» Task brief: Transcribe the following lines word for word, omitting the pictures from your answer.

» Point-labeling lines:

## BEGIN

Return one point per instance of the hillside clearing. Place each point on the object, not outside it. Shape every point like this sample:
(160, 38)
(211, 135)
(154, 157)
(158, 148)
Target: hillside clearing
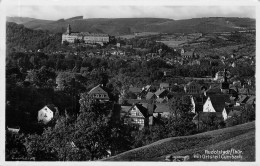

## END

» Solution for this task:
Return one point per instance of the hillside clearing. Place each point on the object, not outside it. Shape every point like this sample:
(160, 38)
(211, 135)
(154, 157)
(158, 148)
Target: hillside clearing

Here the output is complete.